----- Document excerpt
Listen, Liberal is an eloquent, impassioned complaint about the failure of the Democratic Party to address the plight of working class people in the US. But what are the implications? Frank hopes to raise awareness about what is happening, and does not propose solutions. In a long afterword written in 2017, after Trump’s election victory, he explains why Trump was so successful: he spoke to the people’s concerns about jobs and income. Frank has no illusions about Trump, anticipating that he will serve only the rich and betray the interests of his supporters. What Frank sees in Trump is the outcome of a two-party system that has offered no alternative to corporate globalisation and every-increasing economic inequality.
In US politics, the focus on the presidency is excessive. It’s as if everyone is looking for salvation from a supreme leader. This is misguided, but it is difficult to turn away from the spectacle. However, vast numbers of citizens have given up on electoral politics, at least if voter turnout is any indication.
What Frank does not describe are the many signs of hope. In my visits to the US, I have always been impressed by the high level of local activism on all sorts of issues. US activists are just as committed, insightful and resourceful as those in many other countries. The difference is that they have little visibility in the mainstream media and little effect on the positions of the major political parties. In Australia, reading the mainstream media, few would realise that after the invasion of Iraq in 2003, in parts of the US there were protests against the war for weeks, months and even years afterwards.
----------
# Exercise set
1. Name every country mentioned in the Listen, Liberal review.
2. Carry the Listen, Liberal review forward from its final sentence.
The material comes from a source unrelated to the review of Listen, Liberal.
----- Listed entries
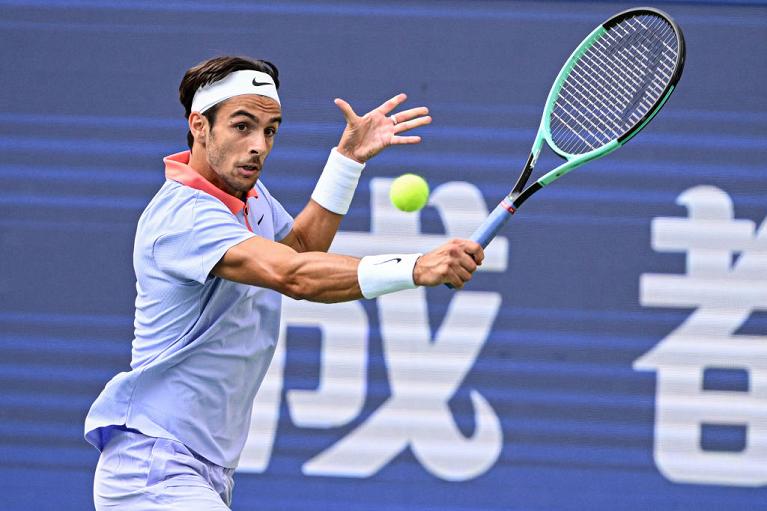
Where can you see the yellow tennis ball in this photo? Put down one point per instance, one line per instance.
(409, 192)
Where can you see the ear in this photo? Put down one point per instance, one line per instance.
(197, 126)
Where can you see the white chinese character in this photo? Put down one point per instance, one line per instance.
(424, 370)
(726, 281)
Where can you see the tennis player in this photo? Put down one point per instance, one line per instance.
(214, 252)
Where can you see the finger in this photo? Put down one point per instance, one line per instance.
(409, 125)
(463, 275)
(412, 113)
(405, 140)
(467, 262)
(454, 281)
(346, 109)
(392, 103)
(475, 250)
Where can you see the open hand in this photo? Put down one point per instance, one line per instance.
(366, 136)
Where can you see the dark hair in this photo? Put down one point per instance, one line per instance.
(213, 70)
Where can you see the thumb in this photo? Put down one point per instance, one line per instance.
(346, 109)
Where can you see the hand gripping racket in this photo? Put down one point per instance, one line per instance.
(612, 85)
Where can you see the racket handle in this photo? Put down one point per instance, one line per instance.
(492, 224)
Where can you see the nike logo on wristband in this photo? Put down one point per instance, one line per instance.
(395, 259)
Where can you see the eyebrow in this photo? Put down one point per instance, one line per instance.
(249, 115)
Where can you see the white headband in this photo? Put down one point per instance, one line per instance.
(234, 84)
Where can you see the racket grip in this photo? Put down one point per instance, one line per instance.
(492, 224)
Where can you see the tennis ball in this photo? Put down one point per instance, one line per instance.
(409, 192)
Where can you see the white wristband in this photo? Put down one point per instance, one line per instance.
(335, 188)
(388, 273)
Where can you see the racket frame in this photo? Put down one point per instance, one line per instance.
(519, 194)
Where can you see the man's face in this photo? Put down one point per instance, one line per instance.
(240, 140)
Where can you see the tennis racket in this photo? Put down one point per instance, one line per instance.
(612, 85)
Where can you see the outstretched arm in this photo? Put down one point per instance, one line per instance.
(364, 137)
(321, 277)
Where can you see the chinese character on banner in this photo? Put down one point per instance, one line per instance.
(725, 282)
(424, 368)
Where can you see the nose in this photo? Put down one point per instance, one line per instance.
(257, 144)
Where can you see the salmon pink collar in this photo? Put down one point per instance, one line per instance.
(177, 169)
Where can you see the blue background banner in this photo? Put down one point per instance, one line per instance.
(611, 355)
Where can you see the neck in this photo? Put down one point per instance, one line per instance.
(199, 162)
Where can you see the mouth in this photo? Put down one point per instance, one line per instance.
(249, 170)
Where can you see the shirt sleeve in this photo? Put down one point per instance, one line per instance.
(190, 254)
(281, 219)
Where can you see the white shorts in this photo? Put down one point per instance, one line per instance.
(137, 472)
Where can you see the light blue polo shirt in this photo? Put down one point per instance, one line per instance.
(202, 343)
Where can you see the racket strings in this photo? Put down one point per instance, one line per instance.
(614, 83)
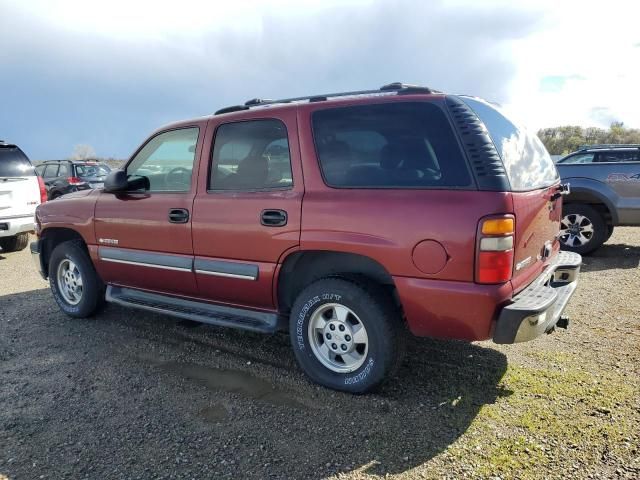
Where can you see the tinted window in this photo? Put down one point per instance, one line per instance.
(527, 162)
(392, 145)
(578, 158)
(51, 170)
(92, 170)
(64, 170)
(14, 163)
(251, 155)
(618, 156)
(167, 160)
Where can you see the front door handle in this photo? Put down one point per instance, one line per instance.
(178, 215)
(273, 218)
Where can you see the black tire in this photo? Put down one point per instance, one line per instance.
(15, 243)
(377, 313)
(92, 296)
(609, 232)
(600, 228)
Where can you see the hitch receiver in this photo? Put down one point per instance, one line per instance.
(563, 322)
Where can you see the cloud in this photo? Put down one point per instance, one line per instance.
(603, 116)
(65, 85)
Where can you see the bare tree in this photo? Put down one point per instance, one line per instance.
(83, 152)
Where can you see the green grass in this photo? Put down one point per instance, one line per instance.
(553, 416)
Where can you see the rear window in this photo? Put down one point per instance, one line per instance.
(14, 163)
(391, 145)
(525, 158)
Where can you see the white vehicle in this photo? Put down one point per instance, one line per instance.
(21, 191)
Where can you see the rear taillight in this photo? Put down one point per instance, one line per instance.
(494, 257)
(43, 190)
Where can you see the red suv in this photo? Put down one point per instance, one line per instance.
(345, 219)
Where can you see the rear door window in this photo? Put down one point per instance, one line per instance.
(14, 163)
(63, 171)
(51, 171)
(390, 145)
(526, 160)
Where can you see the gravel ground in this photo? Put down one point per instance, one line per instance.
(136, 395)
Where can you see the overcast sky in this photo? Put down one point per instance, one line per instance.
(107, 73)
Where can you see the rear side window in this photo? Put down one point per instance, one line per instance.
(88, 170)
(63, 170)
(525, 159)
(391, 145)
(14, 163)
(251, 155)
(51, 170)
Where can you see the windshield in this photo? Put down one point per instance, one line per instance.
(14, 163)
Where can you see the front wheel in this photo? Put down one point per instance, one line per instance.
(345, 336)
(582, 229)
(14, 243)
(75, 285)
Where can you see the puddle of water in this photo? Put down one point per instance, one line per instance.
(214, 413)
(233, 381)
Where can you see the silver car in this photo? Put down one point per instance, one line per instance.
(605, 192)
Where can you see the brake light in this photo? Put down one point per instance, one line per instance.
(43, 190)
(494, 258)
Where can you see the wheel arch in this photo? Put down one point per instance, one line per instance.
(595, 198)
(301, 268)
(52, 237)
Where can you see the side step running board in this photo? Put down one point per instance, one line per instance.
(197, 311)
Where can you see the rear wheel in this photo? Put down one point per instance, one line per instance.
(75, 285)
(15, 243)
(345, 336)
(582, 228)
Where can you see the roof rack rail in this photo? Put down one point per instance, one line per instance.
(399, 87)
(608, 145)
(234, 108)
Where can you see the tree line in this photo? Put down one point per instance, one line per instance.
(566, 139)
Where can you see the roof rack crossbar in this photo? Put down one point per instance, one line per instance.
(608, 145)
(399, 87)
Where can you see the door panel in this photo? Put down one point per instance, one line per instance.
(230, 237)
(143, 242)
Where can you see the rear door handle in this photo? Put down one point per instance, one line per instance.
(178, 215)
(273, 218)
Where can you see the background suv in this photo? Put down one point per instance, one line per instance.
(21, 191)
(66, 176)
(605, 192)
(345, 219)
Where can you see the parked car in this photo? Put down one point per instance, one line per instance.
(605, 193)
(21, 191)
(66, 176)
(385, 210)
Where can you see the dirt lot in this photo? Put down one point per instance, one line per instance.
(136, 395)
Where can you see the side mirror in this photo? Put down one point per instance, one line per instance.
(116, 181)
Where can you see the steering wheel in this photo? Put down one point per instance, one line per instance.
(178, 177)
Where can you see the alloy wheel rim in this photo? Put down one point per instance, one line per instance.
(576, 230)
(70, 282)
(338, 338)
----------
# Responses to the tasks
1. US, Australia, Iraq

2.
Frank doesn’t address this sort of grassroots activism, perhaps because it so often bypasses the political parties. Frank does not even mention the Occupy movement that originated in the US, spread worldwide and put economic inequality on the political agenda. The Occupy movement steadfastly refused to make formal demands of the political system, instead seeking to exemplify a participatory alternative to representative government.
In the US, there are numerous economists questioning the neoliberal model. There are proponents and promoters of local currencies, an alternative to the usual centralised money system. There are climate change and other environmental activists building local energy systems. There are numerous initiatives based around cooperative work, of which Wikipedia and free software are the most well known. There are campaigners for alternative forms of governance.
Frank is rightly depressed by the capitulation of the Democrats, as well as the Republicans, to big business. But instead of yearning for the Democrats to return to the New Deal of the 1930s, perhaps it is time to question the value of party politics altogether.
“It is time to face the obvious: that the direction the Democrats have chosen to follow for the last few decades has been a failure for both the nation and for their own partisan health. ‘Failure’ is admittedly a harsh word, but what else are we to call it when the left party in a system chooses to confront an epic economic breakdown by talking hopefully about entrepreneurship and innovation? When the party of professionals repeatedly falls for bad, self-serving ideas like bank deregulation, the ‘creative class,’ and empowerment through bank loans? When the party of the common man basically allows aristocracy to return?” (pp. 255-256)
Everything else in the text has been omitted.